§ Zadania do zrobienia:
1. Oceń, czy te zdania zgadzają się z tekstem o Kalenicy: (a) Kalenica to najwyższy szczyt Gór Sowich; (b) na Kalenicy stoi metalowa wieża widokowa; (c) w 2022 roku trasa zaczynała się na Przełęczy Jugowskiej. Przy każdym napisz tak albo nie i przytocz z tekstu słowa, które o tym decydują.
2. Dopisz dalszą część tekstu o Kalenicy, zaczynając zaraz po jego ostatnim zdaniu.

§ Fragment tekstu:
Wieża widokowa na Kalenicy, Słoneczna i Rymarz – opis szlaku i mapa trasy
Co znajdziesz w tym wpisie?
Kalenica to szczyt w Górach Sowich mierzący 964 m n.p.m. To trzecia pod względem wysokości góra w tym paśmie górskim. Pierwszy raz byliśmy tam, gdy Angelika była w ciąży w 2017 roku, natomiast teraz w 2022 już z dzieckiem. Na Kalenicy znajduje się metalowa wieża widokowa. Rozciągają się z niej wspaniałe widoki.
- W 2017 roku szliśmy z Przełęczy Jugowskiej,
- W 2022 roku szliśmy z Przełęczy Woliborskiej.

§ Dane do analizy:
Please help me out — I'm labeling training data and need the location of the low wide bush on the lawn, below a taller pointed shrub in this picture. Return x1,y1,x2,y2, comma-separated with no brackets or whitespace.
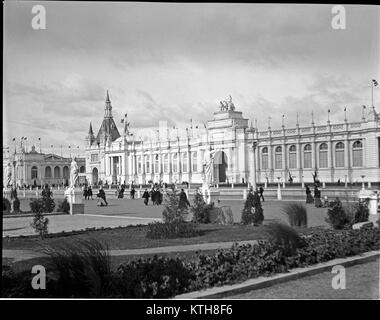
146,220,201,239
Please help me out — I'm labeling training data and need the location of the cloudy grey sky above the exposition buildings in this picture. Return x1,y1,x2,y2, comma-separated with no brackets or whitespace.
3,1,380,153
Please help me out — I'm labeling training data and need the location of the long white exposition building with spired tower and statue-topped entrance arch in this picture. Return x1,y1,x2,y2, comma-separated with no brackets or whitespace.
85,92,380,184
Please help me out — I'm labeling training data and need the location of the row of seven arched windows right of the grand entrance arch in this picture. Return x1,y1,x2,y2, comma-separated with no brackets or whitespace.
261,141,363,170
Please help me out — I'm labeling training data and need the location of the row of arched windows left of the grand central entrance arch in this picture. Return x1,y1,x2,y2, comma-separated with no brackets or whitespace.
137,152,198,174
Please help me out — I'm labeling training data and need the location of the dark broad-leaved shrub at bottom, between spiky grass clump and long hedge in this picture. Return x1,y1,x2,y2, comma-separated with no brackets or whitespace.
115,256,195,298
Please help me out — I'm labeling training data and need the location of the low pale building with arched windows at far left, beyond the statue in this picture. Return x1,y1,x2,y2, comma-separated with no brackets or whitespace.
3,145,86,187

§ Odpowiedzi:
1.
(a) Nie: „To trzecia pod względem wysokości góra w tym paśmie górskim.”
(b) Tak: „Na Kalenicy znajduje się metalowa wieża widokowa.”
(c) Nie: „W 2022 roku szliśmy z Przełęczy Woliborskiej.”

2.
Kalenica w zimie – szlak do wieży widokowej z Przełęczy Woliborskiej z dzieckiem
ROK 2022. Na Kalenicę wybraliśmy się zimą. Zdecydowaliśmy się na szlak z Przełęczy Woliborskiej. Na początku znajduje się bezpłatny parking.
- Współrzędne parkingu na Przełęczy Woliborskiej: 50.6233, 16.5878,
- Szliśmy cały czas szlakiem czerwonym – Główny Szlak Sudecki,
Cała trasa mierzyła około 9 kilometrów. Zrobiliśmy ją w 5 godzin. Nasza Maja raz szła na nóżkach, raz była w nosidełku. Śniegu nie było zbyt wiele. Szliśmy przez: Kobylec 767 m n.p.m., Wigancicką Polanę 788 m n.p.m., Popielak 856 m n.p.m. i Bielawską Polankę.
- Szlak prowadził góra, dół, góra, dół. Można się tam było trochę namęczyć, ale zawsze w zimie jest inaczej.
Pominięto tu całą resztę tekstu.